[TASK GOAL]:
Please transcribe the records precisely; pictures stay out of your copy.

[Part of a data file]:
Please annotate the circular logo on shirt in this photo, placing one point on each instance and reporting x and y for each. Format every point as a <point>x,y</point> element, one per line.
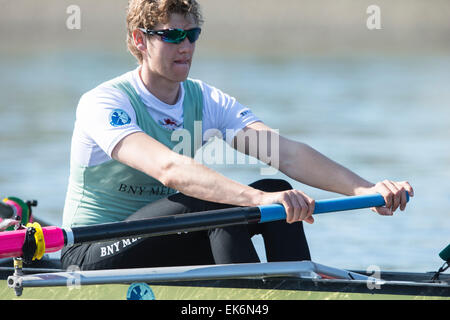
<point>118,118</point>
<point>140,291</point>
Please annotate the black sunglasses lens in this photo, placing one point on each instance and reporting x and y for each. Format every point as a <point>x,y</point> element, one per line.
<point>174,35</point>
<point>193,34</point>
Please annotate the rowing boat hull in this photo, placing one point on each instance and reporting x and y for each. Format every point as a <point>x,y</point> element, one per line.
<point>161,292</point>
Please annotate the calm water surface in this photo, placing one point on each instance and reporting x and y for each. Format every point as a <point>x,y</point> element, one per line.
<point>384,118</point>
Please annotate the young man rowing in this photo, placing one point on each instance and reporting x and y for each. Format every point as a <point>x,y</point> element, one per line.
<point>123,165</point>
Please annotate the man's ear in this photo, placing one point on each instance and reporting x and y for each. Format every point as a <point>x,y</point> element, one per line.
<point>139,40</point>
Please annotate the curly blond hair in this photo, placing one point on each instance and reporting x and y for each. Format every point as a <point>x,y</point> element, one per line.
<point>148,13</point>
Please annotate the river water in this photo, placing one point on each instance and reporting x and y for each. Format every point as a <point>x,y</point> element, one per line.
<point>382,117</point>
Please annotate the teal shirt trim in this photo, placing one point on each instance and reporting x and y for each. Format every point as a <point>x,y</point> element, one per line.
<point>112,191</point>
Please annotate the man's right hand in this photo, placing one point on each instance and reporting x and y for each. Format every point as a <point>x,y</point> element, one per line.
<point>298,205</point>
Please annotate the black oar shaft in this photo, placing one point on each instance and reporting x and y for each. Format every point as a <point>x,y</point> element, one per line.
<point>165,225</point>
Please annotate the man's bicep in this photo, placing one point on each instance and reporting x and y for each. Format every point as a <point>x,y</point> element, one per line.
<point>141,152</point>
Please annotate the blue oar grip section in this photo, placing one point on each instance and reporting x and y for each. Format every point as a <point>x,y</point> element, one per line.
<point>275,212</point>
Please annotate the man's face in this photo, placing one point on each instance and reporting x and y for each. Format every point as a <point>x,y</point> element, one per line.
<point>169,60</point>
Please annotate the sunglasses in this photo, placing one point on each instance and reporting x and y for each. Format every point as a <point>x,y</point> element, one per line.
<point>175,35</point>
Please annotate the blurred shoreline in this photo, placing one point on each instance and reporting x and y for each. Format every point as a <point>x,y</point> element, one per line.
<point>262,28</point>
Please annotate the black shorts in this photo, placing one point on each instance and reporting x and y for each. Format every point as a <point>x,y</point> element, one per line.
<point>282,241</point>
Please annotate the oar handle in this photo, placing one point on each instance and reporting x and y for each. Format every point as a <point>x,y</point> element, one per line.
<point>275,212</point>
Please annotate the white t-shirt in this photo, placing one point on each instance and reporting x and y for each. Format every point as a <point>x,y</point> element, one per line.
<point>95,134</point>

[RESULT OF THE TASK]:
Please annotate the circular logo on shirt in this photo, placing one point on each instance and reporting x and y for each. Format every point as a <point>x,y</point> element, one per line.
<point>118,118</point>
<point>140,291</point>
Please annotate the black sunglasses lens in this photo, placing one point on each instance and reporting x and y for each. Format every point as a <point>x,y</point> element, one per line.
<point>174,35</point>
<point>193,34</point>
Please annotate the rowing boat hull in this photo, placing one point on each instance and reporting x and y for each. Format every point as a <point>x,y</point> element, one per line.
<point>161,292</point>
Please annotate the calm water surface in this photo, placing one point on each instance and reporting x and y for each. Format every point as a <point>x,y</point> element, one per line.
<point>384,118</point>
Please annotate the young man rowing in this photo, placing one point on each instance and reporting x and y for each. Format every point as a <point>x,y</point> element, one per line.
<point>123,165</point>
Please annotate the man's ear in this photo, placing one point on each instance and reporting x and y for each. Format every point as a <point>x,y</point> element, one per line.
<point>139,40</point>
Please annotate the curly blond hair in this photo, placing one point on each instance and reporting x and y for each. Format every point as a <point>x,y</point> element, one per line.
<point>148,13</point>
Please annotate the river water in this photo, placing one point on each instance and reporting x and y for each. Format every point as a <point>x,y</point> element, one per line.
<point>382,117</point>
Please annotate the teal shirt trim in this photo, placing one point on each instance and reporting x and y for each. Format every point as a <point>x,y</point> element, one per line.
<point>112,191</point>
Please annotate the man's right hand in this photo, placing one point on each instance and reporting x and y for each. Format every point as a <point>x,y</point> element, one per line.
<point>298,205</point>
Please annotate the black oar shaft in this photo, placing one point on each instance and reporting x and y for each. Format every point as a <point>x,y</point> element, one per line.
<point>165,225</point>
Please annotate the man's bicep in this photo, placing one point on each instance and reporting x and y for each. Format every point as a <point>x,y</point> element, one per line.
<point>141,152</point>
Please annotate the blue oar grip section in this photo, placing one point on each instance and reporting x and y for each. Format every point as a <point>x,y</point> element, one per line.
<point>275,212</point>
Please annotate the man's face in this photo, placing one point on each instance and reporting x and y for each. Format every point as a <point>x,y</point> element, one per line.
<point>169,60</point>
Please annotate the sunglasses in this photo, placing one point on each instance and reporting x and y for each. Format every point as a <point>x,y</point> element, one per line.
<point>175,35</point>
Please annotate the blurred shoreline in this photo, placing one point on each instance and reporting x and y for each. Format every point as a <point>x,y</point> element, one per line.
<point>262,28</point>
Please annotate the black shorts in this photo, placing one point on each instance and reporting x and y for each. Format every point as a <point>x,y</point> element, one per line.
<point>282,241</point>
Please annotate the oar handle in this photo, placing one point on each instance and reporting x and y for each. Format every point as a <point>x,y</point> element, one per line.
<point>275,212</point>
Please annotate the white t-shirt in this photo, placing one point on each instance and reporting x and y for each. Format every point as a <point>x,y</point> element, one per line.
<point>95,134</point>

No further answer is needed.